### Page excerpt
-- start --

David Squire · Sep 27, 2006

Mumia said:
Hi folks,

I'm having trouble using glob to find filenames that contain '[' and
']', even though I am escaping those meta-characters. Here is an example
script and output:

----

#!/usr/bin/perl

use strict;
use warnings;

use CGI:eurl;

for my $EncodedFile (
'/damocles/documents/ENH1260/2006/2/Short
assignment/20331975_week9%5B1%5D.txt',
'/damocles/documents/ENH1260/2006/2/Short
assignment/20331975_week9.txt',

Click to expand...

This creates two strings containing "Short \n assignment"

I think that's going to confuse glob big-time.

No. That's just an artifact of word-wrapping in your newsreader. See my
second, simpler, example.

DS

David Squire · Sep 27, 2006

David Squire said:
David Squire said:

Hi folks,

I'm having trouble using glob to find filenames that contain '[' and
']', even though I am escaping those meta-characters. Here is an example
script and output:

Click to expand...

I don't know what goes wrong for you. It works for me as expected
(after replacing /damocles/documents/ENH1260/2006/2/Short assignment/
with something that exists on my box).

Thanks. Would you be able to try my second, simpler, example too? That
seems to narrow down the oddness.

-- end --

### Tasks for this exercise
(a) Write out the part of the Perl glob thread that begins at the words "This creates two" and ends after "second, simpler, example.", copying it word for word.
(b) Resume the forum thread on Perl's glob and bracketed filenames, starting right after its last sentence.
The entries are material apart from the forum thread on Perl's glob.

### Entries provided
-- start --

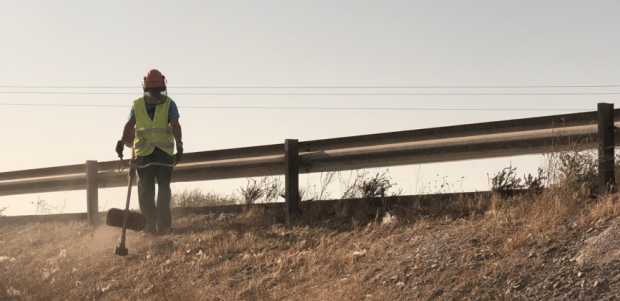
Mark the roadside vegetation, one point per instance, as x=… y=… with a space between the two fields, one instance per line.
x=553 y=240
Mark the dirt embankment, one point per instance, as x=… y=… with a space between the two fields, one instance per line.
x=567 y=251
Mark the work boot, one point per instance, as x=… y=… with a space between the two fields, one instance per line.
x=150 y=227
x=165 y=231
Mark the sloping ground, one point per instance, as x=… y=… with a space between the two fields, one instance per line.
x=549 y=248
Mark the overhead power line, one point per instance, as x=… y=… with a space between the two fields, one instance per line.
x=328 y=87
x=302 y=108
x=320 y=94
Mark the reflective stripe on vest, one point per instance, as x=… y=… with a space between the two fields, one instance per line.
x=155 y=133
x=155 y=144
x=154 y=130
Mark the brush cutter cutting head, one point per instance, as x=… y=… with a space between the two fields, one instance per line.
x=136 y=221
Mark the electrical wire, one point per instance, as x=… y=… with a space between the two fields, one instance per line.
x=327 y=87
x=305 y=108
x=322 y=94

-- end --
-- start --

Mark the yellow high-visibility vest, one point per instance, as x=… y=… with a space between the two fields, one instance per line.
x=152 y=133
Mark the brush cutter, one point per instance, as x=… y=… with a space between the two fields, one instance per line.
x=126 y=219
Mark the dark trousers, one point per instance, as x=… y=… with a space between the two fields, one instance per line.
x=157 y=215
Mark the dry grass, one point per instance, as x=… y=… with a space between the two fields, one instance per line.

-- end --

### Solved problems
(a)
This creates two strings containing "Short \n assignment"

I think that's going to confuse glob big-time.

No. That's just an artifact of word-wrapping in your newsreader. See my
second, simpler, example.

(b)
DS

Paul Lalli · Sep 27, 2006

David said:
I'm having trouble using glob to find filenames that contain '[' and
']', even though I am escaping those meta-characters. Here is an example
script and output:

----

#!/usr/bin/perl

use strict;
use warnings;

use CGI:eurl;

for my $EncodedFile (
'/damocles/documents/ENH1260/2006/2/Short
assignment/20331975_week9%5B1%5D.txt',
'/damocles/documents/ENH1260/2006/2/Short
assignment/20331975_week9.txt',
) {
my $OriginalFileBase = deurlstr($EncodedFile);
$OriginalFileBase =~ s/\.[^.]+$//; # trim extension
$OriginalFileBase =~ s/([\[\]{}?*~\ ,'`"])/\\$1/g; # escape
characters that are meta in glob;
print "\$OriginalFileBase = $OriginalFileBase\n";
my @CandidateOrigFiles = glob ("$OriginalFileBase*");
print "\@CandidateOrigFiles:\n", join "\n", @CandidateOrigFiles;
print "\n###########################################################\n";
}

----

Output:

Sep 27 - 9:31pm % ./test.pl
<ENTER THE CGI QUERY. End with CTRL+D>
$OriginalFileBase = /damocles/documents/ENH1260/2006/2/Short\
assignment/20331975_week9\[1\]
@CandidateOrigFiles:

###########################################################
$OriginalFileBase = /damocles/documents/ENH1260/2006/2/Short\
assignment/20331975_week9
@CandidateOrigFiles:
/damocles/documents/ENH1260/2006/2/Short
assignment/20331975_week9%5B1%5D.txt
/damocles/documents/ENH1260/2006/2/Short
assignment/20331975_week9%5B1%5D.txt.webbed
/damocles/documents/ENH1260/2006/2/Short assignment/20331975_week9[1].doc
###########################################################

Hmm. Not sure I know what to tell you, as I don't seem able to
reproduce the results....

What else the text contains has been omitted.